- **Texto de lectura**:

************

En ambos casos queda patente cómo las políticas migratorias adoptadas, lejos de adquirir una dimensión política que pudiera afrontar con garantías una realidad estructural, se han diseñado desde lo que Achille Mbembe en 2006 denominó como necropolítica. Este concepto plantea que «la vida de los otros es objeto de cálculo y carece de valor intrínseco en la medida en que no resultan rentables o, simplemente, dejan de serlo». Baumann también apuntó en esta dirección cuando hablaba de la «industria del deshecho humano» en su Archipiélago de Excepciones del 2008. En esta concepción es el Estado quien decide qué seres humanos merecen o no seguir siendo parte de la comunidad política en complicidad con miembros destacados de la sociedad.

Es decir, el diseño de las políticas migratorias, en España y en Europa en general, se han articulado desde una óptica utilitarista que abandona el objetivo de la construcción de democracias inclusivas. Y se ha abandonado puesto que una profundización en la misma podría hacer peligrar los pilares del capitalismo neoliberal sostenidos sobre un mercado global desregulado.

Tal y como plantea el profesor en su artículo Necropolítica y Migraciones, en el 2017, la tendencia seguida en la construcción de la política migratoria se ha sostenido sobre cuatro pilares esenciales que se han ido reproduciendo en todos los niveles de la gestión, tanto en el ámbito de los estados, como en el de la Unión Europea.

De un lado, la negación de la existencia misma de los refugiados a través del concepto de solicitantes de asilo, su cuestionamiento y las demoras interminables en la resolución de los expedientes. En segundo lugar, una construcción perversa del migrante/refugiado como amenaza para las sociedades receptoras. No tenemos más que recordar en este punto las ingentes cantidades de noticias falsas en relación con la vinculación de personas refugiadas en actos terroristas o en agresiones a mujeres. Tras el estereotipo es más sencillo proceder a una naturalización de un discurso sostenido sobre la seguridad y la defensa, tal y como se ha podido observar en los distintos consejos europeos o consejos de justicia e interior donde se ha discutido sobre el fenómeno migratorio. En todos y cada uno de ellos las medidas a adoptar siempre han estado alineadas con cuestiones vinculadas a la gestión de la migración como una amenaza. De ahí la normalización en relación con los procesos de externalización de la política migratoria, utilizada como política de control policial y de orden público y expuesta ante la opinión como la única posible. Incluso se ha llegado a proponer, en algún momento, la militarización de las fronteras a través de despliegues de fuerzas OTAN en el Mediterráneo, algo inaudito para un fenómeno que está demostrado no se puede detener mediante el levantamiento de muros, independientemente del tipo que sean.

************

- **Tareas**:
a) Según el texto sobre políticas migratorias, ¿en qué año dio Achille Mbembe el nombre de necropolítica a su concepto?
b) Transcribe un fragmento del texto sobre políticas migratorias: comienza en las palabras «Es decir, el» y termina después de «mercado global desregulado.».
Los registros no intervienen en esto.

(Registros guardados)
************

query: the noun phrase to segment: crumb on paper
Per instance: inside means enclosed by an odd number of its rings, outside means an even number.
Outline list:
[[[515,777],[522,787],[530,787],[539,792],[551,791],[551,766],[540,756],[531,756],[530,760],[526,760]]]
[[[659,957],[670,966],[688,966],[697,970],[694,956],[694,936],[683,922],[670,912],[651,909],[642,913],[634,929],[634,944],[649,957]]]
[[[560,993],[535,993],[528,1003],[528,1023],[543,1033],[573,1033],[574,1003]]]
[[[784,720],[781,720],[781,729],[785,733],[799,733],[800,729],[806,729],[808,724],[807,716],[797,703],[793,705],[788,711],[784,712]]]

************

- **Tareas resueltas**:
a) En 2006.

b)
Es decir, el diseño de las políticas migratorias, en España y en Europa en general, se han articulado desde una óptica utilitarista que abandona el objetivo de la construcción de democracias inclusivas. Y se ha abandonado puesto que una profundización en la misma podría hacer peligrar los pilares del capitalismo neoliberal sostenidos sobre un mercado global desregulado.